**Document:**
L’année suivante, en 1923, Lin Ruji (林如稷)
a publié, dans la revue littéraire « Asakusa » (《浅草》杂志)
qu’il avait fondée, la nouvelle « Le passé » (《将过去》)
qui est considérée comme la première nouvelle chinoise écrite en
flux de conscience. En 1929, Zhao Jingshen (赵景深)
a publié dans le même Xiaoshuo yuebao un article intitulé
« La fiction britannique des vingt dernières années » (《二十年来的英国小说》)
dans lequel il fait un lien entre Joyce et la psychanalyse, et
interprète la théorie du flux de conscience de Virginia Woolf.
Les
néosensationnistes ont été les premiers en Chine à écrire des
récits en flux de conscience : la nouvelle « Deuil » dans le
présent recueil en est un exemple.]
Ø
Sylvie D.
a été attirée par le titre du livre et sa couverture, a aimé
les descriptions de Shanghai, mais a été déçue, car rien ne lui
évoquait vraiment la ville. Et dans « Paysages », de même, les
champs, les chaumières, les ponts de pierre, les saules
défilent, mais en fait on ne voit rien. Donc artifice d’écriture
sans attrait pour elle. Elle fait une exception pour « Flux »,
qui l’a intéressée pour son aspect social.
Ø
Françoise J.
a bien aimé la couverture elle aussi, et comme Giselle
elle a apprécié la peinture de Shanghai comme un mythe avec ses
« belles femmes » comme sur les cartes postales. C’est toute une
époque qui revit dans ces histoires. Mais elle a trouvé excessif
l’utilisation récurrente de mots étrangers.
Dans
l’ensemble, elle n’a pas trouvé la peinture des femmes vraiment
négative – après tout ce sont les hommes qui demandent le
mariage ! Parmi les caractéristiques des femmes, déjà notées :
les petits pieds. Ce n’est pas une nostalgie des pieds bandés ;
cela reste un élément de beauté, même chez les hommes, en Asie,
dit Françoise en citant un souvenir personnel (d’une amie
qui avait été fascinée par son mari parce qu’il avait des petits
pieds). Et Christiane d’ajouter que, selon son professeur
de qigong, le sourire vient d’abord des pieds…
Quant à la
scène dans l’atelier de peinture, pour aller dans le sens des
nombreuses références à Derain dans ces nouvelles, elle lui a
plutôt rappelé le « Nu
à la cruche »
de 1925 du musée de l’Orangerie, pour le visage atone du modèle.

**Section des données:**

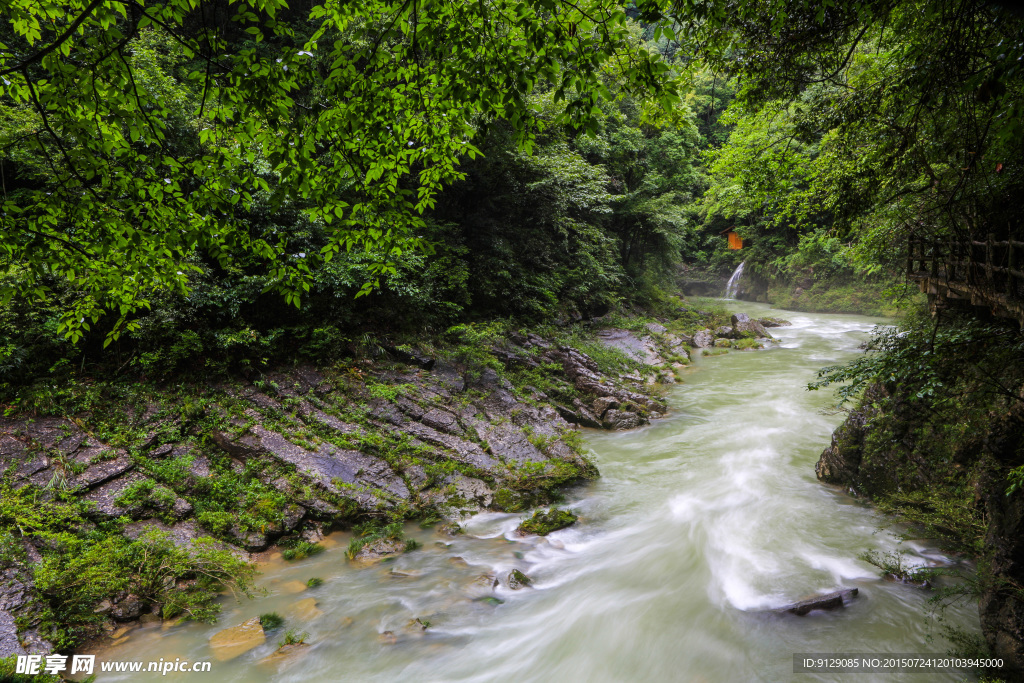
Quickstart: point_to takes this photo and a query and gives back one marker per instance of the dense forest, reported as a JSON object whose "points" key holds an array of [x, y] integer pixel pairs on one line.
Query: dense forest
{"points": [[211, 191]]}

**Défis:**
a: Reproduisez à l'identique le passage du texte sur le recueil de nouvelles, de « L’année suivante, en » à « de Virginia Woolf. ».
b: Poursuivez le texte sur le recueil de nouvelles à partir de l'endroit où il s'arrête.

**Réponses:**
a:
L’année suivante, en 1923, Lin Ruji (林如稷)
a publié, dans la revue littéraire « Asakusa » (《浅草》杂志)
qu’il avait fondée, la nouvelle « Le passé » (《将过去》)
qui est considérée comme la première nouvelle chinoise écrite en
flux de conscience. En 1929, Zhao Jingshen (赵景深)
a publié dans le même Xiaoshuo yuebao un article intitulé
« La fiction britannique des vingt dernières années » (《二十年来的英国小说》)
dans lequel il fait un lien entre Joyce et la psychanalyse, et
interprète la théorie du flux de conscience de Virginia Woolf.

b:
Tous ces
couples lui ont évoqué Jules et Jim. Au passage, elle a trouvé
amusant que les horoscopes fassent une distinction entre vie
affective et vie dans le mariage.
Ø
Marion J.
avait de son côté, par erreur, lu le livre au programme de la
prochaine séance, les
Notes diverses sur la capitale de l'Ouest,
dans lesquelles elle avait plongé avec délices. C’est donc avec
le sentiment de tomber de haut qu’elle a ouvert le recueil de
Liu Na’ou, et elle l’a trouvé tellement insupportable qu’elle
n’est pas allée au-delà de la quatrième nouvelle.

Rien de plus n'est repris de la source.